Begin Selected text
VkResult WrappedVulkan::vkCreateDevice(VkPhysicalDevice physicalDevice,
                                       const VkDeviceCreateInfo *pCreateInfo,
                                       const VkAllocationCallbacks *pAllocator, VkDevice *pDevice)
{
  VkDeviceCreateInfo createInfo = *pCreateInfo;

  uint32_t qCount = 0;
  VkResult vkr = VK_SUCCESS;

  ObjDisp(physicalDevice)->GetPhysicalDeviceQueueFamilyProperties(Unwrap(physicalDevice), &qCount, NULL);

  VkQueueFamilyProperties *props = new VkQueueFamilyProperties[qCount];
  ObjDisp(physicalDevice)->GetPhysicalDeviceQueueFamilyProperties(Unwrap(physicalDevice), &qCount, props);

  // find a queue that supports all capabilities, and if one doesn't exist, add it.
  bool found = false;
  uint32_t qFamilyIdx = 0;
  VkQueueFlags search = (VK_QUEUE_GRAPHICS_BIT);

  // for queue priorities, if we need it
  float one = 1.0f;

  // if we need to change the requested queues, it will point to this
  VkDeviceQueueCreateInfo *modQueues = NULL;

  for(uint32_t i = 0; i < createInfo.queueCreateInfoCount; i++)
End Selected text
**Work instructions:**
(1) In the Vulkan code excerpt, which flag is assigned to the variable search?
(2) Please repeat the Vulkan code excerpt word for word from "uint32_t qCount = 0;" to "exist, add it.".
Begin Material
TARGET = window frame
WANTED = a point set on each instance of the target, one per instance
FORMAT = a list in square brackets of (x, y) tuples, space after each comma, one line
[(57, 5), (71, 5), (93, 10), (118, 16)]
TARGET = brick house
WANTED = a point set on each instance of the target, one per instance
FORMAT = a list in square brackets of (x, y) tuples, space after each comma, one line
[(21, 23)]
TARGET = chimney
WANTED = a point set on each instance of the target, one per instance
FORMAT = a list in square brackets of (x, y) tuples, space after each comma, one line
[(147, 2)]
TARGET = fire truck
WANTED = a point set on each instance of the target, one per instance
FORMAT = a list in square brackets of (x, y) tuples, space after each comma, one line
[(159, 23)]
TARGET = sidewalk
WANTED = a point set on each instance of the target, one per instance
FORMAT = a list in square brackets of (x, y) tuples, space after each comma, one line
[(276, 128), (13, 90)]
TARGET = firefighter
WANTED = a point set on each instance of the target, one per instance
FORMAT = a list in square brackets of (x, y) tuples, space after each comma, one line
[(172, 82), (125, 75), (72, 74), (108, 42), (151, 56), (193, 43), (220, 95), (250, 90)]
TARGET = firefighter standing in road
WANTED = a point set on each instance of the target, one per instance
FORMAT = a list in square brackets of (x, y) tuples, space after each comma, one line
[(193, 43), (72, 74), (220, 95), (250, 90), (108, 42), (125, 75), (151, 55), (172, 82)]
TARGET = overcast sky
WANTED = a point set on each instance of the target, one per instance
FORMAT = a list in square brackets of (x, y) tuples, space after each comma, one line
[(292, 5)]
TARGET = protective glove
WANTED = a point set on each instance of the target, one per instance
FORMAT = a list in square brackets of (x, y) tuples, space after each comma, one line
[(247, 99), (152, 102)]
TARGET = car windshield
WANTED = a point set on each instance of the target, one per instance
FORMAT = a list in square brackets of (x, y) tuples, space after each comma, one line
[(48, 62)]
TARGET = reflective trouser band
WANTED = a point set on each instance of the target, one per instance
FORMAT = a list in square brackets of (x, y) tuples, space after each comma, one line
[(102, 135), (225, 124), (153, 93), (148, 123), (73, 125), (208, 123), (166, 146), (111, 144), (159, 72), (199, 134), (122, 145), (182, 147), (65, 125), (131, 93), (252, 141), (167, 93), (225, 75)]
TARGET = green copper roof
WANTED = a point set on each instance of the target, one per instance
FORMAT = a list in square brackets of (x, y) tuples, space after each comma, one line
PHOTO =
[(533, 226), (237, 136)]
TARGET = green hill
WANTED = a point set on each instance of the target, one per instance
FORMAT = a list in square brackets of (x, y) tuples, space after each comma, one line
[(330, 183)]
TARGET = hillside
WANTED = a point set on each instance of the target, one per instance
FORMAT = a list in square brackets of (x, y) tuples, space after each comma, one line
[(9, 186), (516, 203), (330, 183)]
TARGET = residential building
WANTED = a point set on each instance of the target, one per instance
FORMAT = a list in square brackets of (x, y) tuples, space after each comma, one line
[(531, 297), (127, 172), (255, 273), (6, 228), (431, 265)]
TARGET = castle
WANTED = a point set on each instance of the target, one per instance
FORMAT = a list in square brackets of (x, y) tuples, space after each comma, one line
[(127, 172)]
End Material
**Expected results:**
(1) VK_QUEUE_GRAPHICS_BIT

(2)
uint32_t qCount = 0;
  VkResult vkr = VK_SUCCESS;

  ObjDisp(physicalDevice)->GetPhysicalDeviceQueueFamilyProperties(Unwrap(physicalDevice), &qCount, NULL);

  VkQueueFamilyProperties *props = new VkQueueFamilyProperties[qCount];
  ObjDisp(physicalDevice)->GetPhysicalDeviceQueueFamilyProperties(Unwrap(physicalDevice), &qCount, props);

  // find a queue that supports all capabilities, and if one doesn't exist, add it.